[Stored records]
* * * *

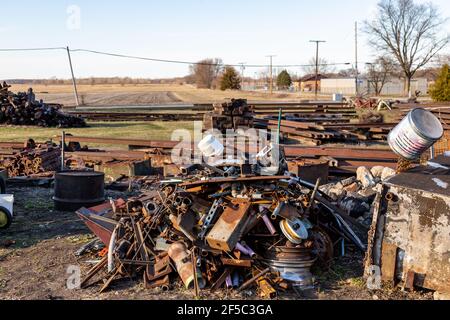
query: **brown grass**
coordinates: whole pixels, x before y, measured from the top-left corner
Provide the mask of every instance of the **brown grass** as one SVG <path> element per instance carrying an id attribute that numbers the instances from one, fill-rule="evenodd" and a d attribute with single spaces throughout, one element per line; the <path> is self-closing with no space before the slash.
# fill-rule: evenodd
<path id="1" fill-rule="evenodd" d="M 46 96 L 58 96 L 61 99 L 66 97 L 72 98 L 73 87 L 71 85 L 32 85 L 32 84 L 18 84 L 13 85 L 12 91 L 26 91 L 33 87 L 38 97 L 45 98 Z M 281 100 L 281 101 L 298 101 L 299 99 L 312 99 L 311 94 L 305 93 L 290 93 L 277 92 L 270 95 L 264 91 L 220 91 L 210 89 L 197 89 L 192 85 L 177 85 L 177 84 L 137 84 L 137 85 L 119 85 L 119 84 L 99 84 L 99 85 L 79 85 L 78 92 L 81 95 L 115 95 L 115 94 L 158 94 L 171 93 L 177 99 L 185 103 L 211 103 L 220 102 L 229 98 L 244 98 L 252 101 L 267 101 L 267 100 Z M 330 98 L 330 96 L 322 97 Z M 53 99 L 52 99 L 53 100 Z M 133 104 L 133 101 L 129 102 Z"/>

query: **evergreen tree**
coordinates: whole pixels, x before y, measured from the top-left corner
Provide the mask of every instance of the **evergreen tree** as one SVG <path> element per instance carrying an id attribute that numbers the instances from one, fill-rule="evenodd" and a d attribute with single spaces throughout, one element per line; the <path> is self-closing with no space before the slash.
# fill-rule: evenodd
<path id="1" fill-rule="evenodd" d="M 445 64 L 436 82 L 430 89 L 434 101 L 450 101 L 450 67 Z"/>
<path id="2" fill-rule="evenodd" d="M 233 67 L 226 67 L 225 72 L 222 75 L 220 81 L 220 90 L 240 90 L 241 89 L 241 78 L 237 73 L 236 69 Z"/>
<path id="3" fill-rule="evenodd" d="M 279 89 L 289 89 L 291 84 L 292 79 L 290 74 L 286 70 L 281 71 L 277 78 L 277 87 Z"/>

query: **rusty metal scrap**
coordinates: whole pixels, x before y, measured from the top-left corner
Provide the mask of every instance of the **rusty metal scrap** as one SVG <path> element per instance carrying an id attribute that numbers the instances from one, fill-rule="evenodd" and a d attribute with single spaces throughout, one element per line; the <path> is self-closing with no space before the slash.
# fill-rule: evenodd
<path id="1" fill-rule="evenodd" d="M 61 105 L 36 101 L 32 89 L 17 94 L 2 90 L 0 94 L 0 123 L 40 127 L 86 127 L 83 118 L 65 114 Z"/>
<path id="2" fill-rule="evenodd" d="M 9 177 L 32 176 L 60 169 L 61 151 L 53 144 L 25 148 L 6 157 L 0 167 L 8 170 Z"/>
<path id="3" fill-rule="evenodd" d="M 240 127 L 253 127 L 253 107 L 245 99 L 231 99 L 230 102 L 215 104 L 213 112 L 204 115 L 205 130 L 217 129 L 225 132 Z"/>
<path id="4" fill-rule="evenodd" d="M 311 266 L 326 265 L 334 243 L 348 232 L 340 229 L 348 226 L 344 220 L 332 219 L 339 213 L 317 200 L 314 185 L 294 176 L 216 169 L 197 166 L 181 179 L 154 182 L 128 201 L 79 210 L 111 250 L 107 264 L 91 270 L 83 284 L 109 266 L 102 292 L 129 277 L 170 290 L 175 273 L 196 296 L 224 287 L 255 288 L 274 298 L 278 290 L 312 286 Z M 221 175 L 225 171 L 230 175 Z"/>

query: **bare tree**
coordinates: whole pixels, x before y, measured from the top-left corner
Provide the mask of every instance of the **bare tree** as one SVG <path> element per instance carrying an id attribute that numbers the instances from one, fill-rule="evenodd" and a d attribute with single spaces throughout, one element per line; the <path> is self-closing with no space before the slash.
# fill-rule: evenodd
<path id="1" fill-rule="evenodd" d="M 205 59 L 190 67 L 191 74 L 195 79 L 198 88 L 210 89 L 220 74 L 222 68 L 222 60 Z"/>
<path id="2" fill-rule="evenodd" d="M 342 69 L 342 70 L 339 70 L 339 72 L 337 73 L 337 76 L 342 77 L 342 78 L 354 78 L 355 75 L 356 75 L 356 70 L 353 68 Z"/>
<path id="3" fill-rule="evenodd" d="M 316 73 L 316 57 L 312 57 L 308 61 L 308 65 L 303 67 L 303 71 L 306 74 Z M 319 74 L 333 73 L 335 71 L 334 66 L 330 65 L 328 60 L 319 58 Z"/>
<path id="4" fill-rule="evenodd" d="M 413 0 L 382 0 L 374 20 L 365 21 L 369 43 L 398 61 L 409 94 L 417 70 L 449 43 L 449 35 L 440 32 L 446 21 L 433 4 Z"/>
<path id="5" fill-rule="evenodd" d="M 450 54 L 438 54 L 434 62 L 439 68 L 446 64 L 450 65 Z"/>
<path id="6" fill-rule="evenodd" d="M 395 67 L 394 61 L 388 57 L 379 57 L 373 63 L 368 64 L 367 77 L 376 95 L 381 94 L 394 73 Z"/>

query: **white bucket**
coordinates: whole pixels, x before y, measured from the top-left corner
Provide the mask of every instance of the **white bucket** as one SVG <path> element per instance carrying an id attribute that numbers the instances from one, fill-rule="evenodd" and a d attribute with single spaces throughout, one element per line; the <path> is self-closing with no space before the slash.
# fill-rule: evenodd
<path id="1" fill-rule="evenodd" d="M 0 194 L 0 207 L 9 211 L 11 216 L 13 215 L 14 195 L 12 194 Z"/>
<path id="2" fill-rule="evenodd" d="M 217 157 L 223 154 L 224 146 L 213 135 L 207 135 L 200 143 L 198 148 L 205 157 Z"/>
<path id="3" fill-rule="evenodd" d="M 391 149 L 407 160 L 416 160 L 444 135 L 434 114 L 425 109 L 412 110 L 390 133 Z"/>

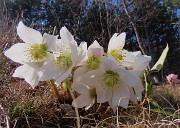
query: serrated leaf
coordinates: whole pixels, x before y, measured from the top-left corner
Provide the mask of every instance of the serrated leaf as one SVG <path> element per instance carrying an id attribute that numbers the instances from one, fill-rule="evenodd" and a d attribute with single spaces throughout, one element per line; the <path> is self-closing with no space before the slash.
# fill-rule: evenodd
<path id="1" fill-rule="evenodd" d="M 169 46 L 168 44 L 166 45 L 166 48 L 163 50 L 159 60 L 156 62 L 156 64 L 151 68 L 151 70 L 156 70 L 160 71 L 161 68 L 163 67 L 164 61 L 166 59 L 167 53 L 169 51 Z"/>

* * * *

- [Goal of the exercise]: The result should be all the records, retyped exactly, with no pictures among them.

- [Solved exercise]:
query: **brown grass**
coordinates: whole pixels, x before y, measured from the top-left corner
Provide the mask of every instance of the **brown grass** as one SVG <path> element per instance carrying an id attribute that numbers the instances from one, fill-rule="evenodd" and a d attribute with single spaces throughout, one element per line; the <path> is self-closing with no space before the slash.
# fill-rule: evenodd
<path id="1" fill-rule="evenodd" d="M 46 96 L 58 96 L 61 99 L 66 97 L 72 98 L 73 87 L 71 85 L 32 85 L 32 84 L 18 84 L 13 85 L 12 91 L 26 91 L 33 87 L 38 97 L 45 98 Z M 281 100 L 281 101 L 298 101 L 299 99 L 312 99 L 311 94 L 305 93 L 290 93 L 277 92 L 270 95 L 264 91 L 220 91 L 210 89 L 197 89 L 192 85 L 177 85 L 177 84 L 137 84 L 137 85 L 119 85 L 119 84 L 99 84 L 99 85 L 79 85 L 78 92 L 81 95 L 115 95 L 115 94 L 158 94 L 171 93 L 177 99 L 185 103 L 211 103 L 220 102 L 229 98 L 244 98 L 252 101 L 267 101 L 267 100 Z M 330 98 L 330 96 L 322 97 Z M 53 99 L 52 99 L 53 100 Z M 133 104 L 133 101 L 129 102 Z"/>

query: **evergreen tree**
coordinates: whole pixels, x before y, measured from the top-left corner
Provide the mask of every instance of the **evergreen tree** as one SVG <path> element per instance carrying an id attribute that numbers the instances from one, fill-rule="evenodd" and a d attribute with single spaces throughout, one element per line; the <path> is self-closing with no space before the slash.
# fill-rule: evenodd
<path id="1" fill-rule="evenodd" d="M 445 64 L 436 82 L 430 89 L 434 101 L 450 101 L 450 67 Z"/>
<path id="2" fill-rule="evenodd" d="M 233 67 L 226 67 L 225 72 L 222 75 L 220 81 L 220 90 L 240 90 L 241 89 L 241 78 L 237 73 L 236 69 Z"/>
<path id="3" fill-rule="evenodd" d="M 279 89 L 289 89 L 291 84 L 292 79 L 290 74 L 286 70 L 281 71 L 277 78 L 277 87 Z"/>

query: **rusty metal scrap**
coordinates: whole pixels, x before y, measured from the top-left corner
Provide the mask of every instance of the **rusty metal scrap** as one SVG <path> element per instance carrying an id attribute that numbers the instances from one, fill-rule="evenodd" and a d attribute with single spaces throughout, one element per line; the <path> is self-closing with no space before the slash.
# fill-rule: evenodd
<path id="1" fill-rule="evenodd" d="M 61 105 L 36 101 L 32 89 L 17 94 L 2 90 L 0 94 L 0 123 L 40 127 L 86 127 L 83 118 L 65 114 Z"/>
<path id="2" fill-rule="evenodd" d="M 9 177 L 32 176 L 60 169 L 61 151 L 53 144 L 25 148 L 6 157 L 0 167 L 8 170 Z"/>
<path id="3" fill-rule="evenodd" d="M 240 127 L 253 127 L 253 107 L 245 99 L 231 99 L 230 102 L 215 104 L 213 112 L 204 115 L 205 130 L 217 129 L 225 132 Z"/>
<path id="4" fill-rule="evenodd" d="M 311 266 L 326 265 L 334 243 L 348 232 L 340 229 L 348 226 L 344 220 L 332 219 L 339 213 L 317 200 L 314 185 L 294 176 L 216 169 L 197 166 L 181 179 L 154 182 L 128 201 L 79 210 L 111 250 L 107 264 L 91 270 L 83 284 L 109 266 L 102 292 L 129 277 L 170 290 L 175 273 L 196 296 L 224 287 L 255 288 L 274 298 L 278 290 L 312 286 Z M 221 175 L 225 171 L 230 175 Z"/>

query: **bare tree**
coordinates: whole pixels, x before y, measured from the top-left corner
Provide the mask of every instance of the **bare tree** as one SVG <path> element per instance carrying an id attribute that numbers the instances from one, fill-rule="evenodd" and a d attribute with single spaces throughout, one element per line; the <path> is self-closing with no space before the slash.
# fill-rule: evenodd
<path id="1" fill-rule="evenodd" d="M 205 59 L 190 67 L 191 74 L 195 79 L 198 88 L 210 89 L 220 74 L 222 68 L 222 60 Z"/>
<path id="2" fill-rule="evenodd" d="M 342 69 L 342 70 L 339 70 L 339 72 L 337 73 L 337 76 L 342 77 L 342 78 L 354 78 L 355 75 L 356 75 L 356 70 L 353 68 Z"/>
<path id="3" fill-rule="evenodd" d="M 316 73 L 316 57 L 312 57 L 308 61 L 308 65 L 303 67 L 303 71 L 306 74 Z M 319 74 L 333 73 L 335 71 L 334 66 L 330 65 L 328 60 L 319 58 Z"/>
<path id="4" fill-rule="evenodd" d="M 413 0 L 382 0 L 374 20 L 365 21 L 369 43 L 398 61 L 409 94 L 417 70 L 449 43 L 449 35 L 440 32 L 446 21 L 433 4 Z"/>
<path id="5" fill-rule="evenodd" d="M 450 54 L 438 54 L 434 62 L 439 68 L 446 64 L 450 65 Z"/>
<path id="6" fill-rule="evenodd" d="M 395 67 L 394 61 L 388 57 L 379 57 L 373 63 L 368 64 L 367 77 L 376 95 L 381 94 L 394 73 Z"/>

query: **white bucket**
coordinates: whole pixels, x before y, measured from the top-left corner
Provide the mask of every instance of the **white bucket** as one SVG <path> element per instance carrying an id attribute that numbers the instances from one, fill-rule="evenodd" and a d attribute with single spaces throughout, one element per line; the <path> is self-closing with no space before the slash.
# fill-rule: evenodd
<path id="1" fill-rule="evenodd" d="M 0 194 L 0 207 L 9 211 L 11 216 L 13 215 L 14 195 L 12 194 Z"/>
<path id="2" fill-rule="evenodd" d="M 217 157 L 223 154 L 224 146 L 213 135 L 207 135 L 200 143 L 198 148 L 205 157 Z"/>
<path id="3" fill-rule="evenodd" d="M 391 149 L 407 160 L 416 160 L 444 135 L 434 114 L 425 109 L 412 110 L 390 133 Z"/>

query: serrated leaf
coordinates: whole pixels, x before y, measured from the top-left corner
Provide the mask of every instance of the serrated leaf as one SVG <path> element per instance carrying an id attribute that numbers the instances from one, fill-rule="evenodd" and a d attribute with single spaces throughout, one element per line; the <path> is self-closing with no space before the slash.
# fill-rule: evenodd
<path id="1" fill-rule="evenodd" d="M 169 46 L 168 44 L 166 45 L 166 48 L 163 50 L 159 60 L 156 62 L 156 64 L 151 68 L 151 70 L 156 70 L 160 71 L 161 68 L 163 67 L 164 61 L 166 59 L 167 53 L 169 51 Z"/>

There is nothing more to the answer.